▶ _EXERCISE REQUIREMENTS_
Each line of the material below should be reproduced exactly.
• • •
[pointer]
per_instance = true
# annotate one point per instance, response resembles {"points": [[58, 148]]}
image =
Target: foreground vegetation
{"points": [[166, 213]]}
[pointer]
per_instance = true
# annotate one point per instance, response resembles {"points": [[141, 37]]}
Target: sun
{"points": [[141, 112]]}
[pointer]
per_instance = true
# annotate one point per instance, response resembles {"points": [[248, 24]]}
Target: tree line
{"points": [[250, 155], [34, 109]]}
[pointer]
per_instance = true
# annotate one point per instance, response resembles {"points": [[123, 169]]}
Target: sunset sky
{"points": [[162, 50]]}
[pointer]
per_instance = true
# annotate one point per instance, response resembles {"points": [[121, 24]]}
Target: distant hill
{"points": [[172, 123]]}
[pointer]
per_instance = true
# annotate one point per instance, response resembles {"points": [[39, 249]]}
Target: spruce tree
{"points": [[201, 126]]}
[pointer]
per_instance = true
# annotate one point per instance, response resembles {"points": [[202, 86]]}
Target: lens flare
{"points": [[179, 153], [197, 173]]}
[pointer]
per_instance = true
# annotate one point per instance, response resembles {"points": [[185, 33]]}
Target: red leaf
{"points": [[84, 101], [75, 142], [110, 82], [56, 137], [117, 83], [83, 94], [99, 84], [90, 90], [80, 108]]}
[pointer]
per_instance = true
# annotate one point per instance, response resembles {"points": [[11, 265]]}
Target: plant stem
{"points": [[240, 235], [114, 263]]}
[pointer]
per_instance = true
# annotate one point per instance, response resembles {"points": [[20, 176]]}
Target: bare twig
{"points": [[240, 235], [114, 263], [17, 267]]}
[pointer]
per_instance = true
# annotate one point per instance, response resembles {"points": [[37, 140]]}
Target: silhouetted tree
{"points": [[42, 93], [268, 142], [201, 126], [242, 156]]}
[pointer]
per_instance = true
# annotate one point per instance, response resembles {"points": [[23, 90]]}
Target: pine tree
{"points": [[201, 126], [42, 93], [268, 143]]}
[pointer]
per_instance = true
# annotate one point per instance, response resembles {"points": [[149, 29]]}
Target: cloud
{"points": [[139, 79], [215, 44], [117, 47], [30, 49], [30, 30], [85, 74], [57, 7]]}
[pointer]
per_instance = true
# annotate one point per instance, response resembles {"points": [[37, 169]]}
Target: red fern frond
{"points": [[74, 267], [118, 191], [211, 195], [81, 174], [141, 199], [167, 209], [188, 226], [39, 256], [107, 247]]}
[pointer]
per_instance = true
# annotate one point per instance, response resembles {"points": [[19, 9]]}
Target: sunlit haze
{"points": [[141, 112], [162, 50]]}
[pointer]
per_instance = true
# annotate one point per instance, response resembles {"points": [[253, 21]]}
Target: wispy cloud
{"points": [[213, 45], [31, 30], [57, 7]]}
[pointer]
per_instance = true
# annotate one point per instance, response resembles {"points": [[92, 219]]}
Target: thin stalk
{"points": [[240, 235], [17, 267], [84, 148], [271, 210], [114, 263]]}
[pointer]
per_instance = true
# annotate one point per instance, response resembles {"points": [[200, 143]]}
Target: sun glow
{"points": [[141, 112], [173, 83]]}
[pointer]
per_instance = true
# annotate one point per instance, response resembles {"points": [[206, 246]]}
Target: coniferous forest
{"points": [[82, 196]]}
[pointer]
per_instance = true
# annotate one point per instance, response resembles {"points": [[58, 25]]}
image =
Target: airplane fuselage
• • •
▶ _RESULT_
[pointer]
per_instance = true
# annotate one point per instance, response resembles {"points": [[58, 148]]}
image =
Target: foreground vegetation
{"points": [[166, 213]]}
[pointer]
per_instance = true
# annotate one point per instance, response resembles {"points": [[141, 37]]}
Target: sun
{"points": [[141, 112]]}
[pointer]
per_instance = true
# annotate one point per instance, response resembles {"points": [[248, 24]]}
Target: tree line
{"points": [[250, 155], [34, 109]]}
[pointer]
per_instance = true
# annotate one point per instance, response resembles {"points": [[123, 169]]}
Target: sunset sky
{"points": [[162, 50]]}
[pointer]
per_instance = true
# annotate one point per instance, response resembles {"points": [[121, 24]]}
Target: distant hill
{"points": [[172, 123]]}
[pointer]
per_instance = true
# annotate one point per instance, response resembles {"points": [[39, 249]]}
Target: spruce tree
{"points": [[201, 126]]}
[pointer]
per_instance = true
# annotate one point per instance, response resembles {"points": [[202, 86]]}
Target: lens flare
{"points": [[179, 153], [197, 173]]}
[pointer]
per_instance = true
# annotate one point per instance, response resembles {"points": [[185, 33]]}
Target: red leaf
{"points": [[84, 101], [75, 142], [110, 82], [56, 137], [117, 83], [83, 94], [99, 84], [90, 90], [80, 108]]}
[pointer]
per_instance = true
# annotate one point per instance, response resembles {"points": [[11, 265]]}
Target: plant stem
{"points": [[240, 235], [114, 263]]}
[pointer]
per_instance = true
# annotate one point per instance, response resembles {"points": [[20, 176]]}
Target: bare twig
{"points": [[240, 235], [114, 263], [17, 267]]}
[pointer]
per_instance = true
# annotate one point per instance, response resembles {"points": [[37, 140]]}
Target: silhouetted tree
{"points": [[42, 93], [268, 142], [201, 126], [242, 156]]}
[pointer]
per_instance = true
# annotate one point per instance, response resembles {"points": [[23, 90]]}
Target: pine tree
{"points": [[201, 126], [42, 93], [268, 143]]}
[pointer]
per_instance = true
# annotate one point per instance, response resembles {"points": [[149, 29]]}
Target: cloud
{"points": [[139, 79], [215, 44], [117, 47], [30, 49], [30, 30], [85, 74], [57, 7]]}
[pointer]
per_instance = true
# annotate one point per instance, response resembles {"points": [[37, 169]]}
Target: red fern frond
{"points": [[74, 267], [118, 191], [211, 195], [81, 174], [141, 199], [167, 209], [188, 226], [39, 256], [107, 247]]}
[pointer]
per_instance = true
# annotate one point per instance, response resembles {"points": [[19, 9]]}
Target: sunlit haze
{"points": [[141, 112], [162, 50]]}
[pointer]
per_instance = true
# annotate one point per instance, response resembles {"points": [[253, 21]]}
Target: wispy cloud
{"points": [[213, 45], [31, 30], [57, 7]]}
[pointer]
per_instance = true
# annotate one point per instance, response resembles {"points": [[92, 219]]}
Target: thin stalk
{"points": [[240, 235], [17, 267], [84, 148], [271, 210], [114, 263]]}
[pointer]
per_instance = true
# annotate one point per instance, response resembles {"points": [[200, 143]]}
Target: sun glow
{"points": [[141, 112], [173, 83]]}
[pointer]
per_instance = true
# annotate one point per instance, response resembles {"points": [[206, 246]]}
Target: coniferous forest
{"points": [[82, 196]]}
[pointer]
per_instance = true
# annotate one point per instance, response resembles {"points": [[58, 25]]}
image =
Target: airplane fuselage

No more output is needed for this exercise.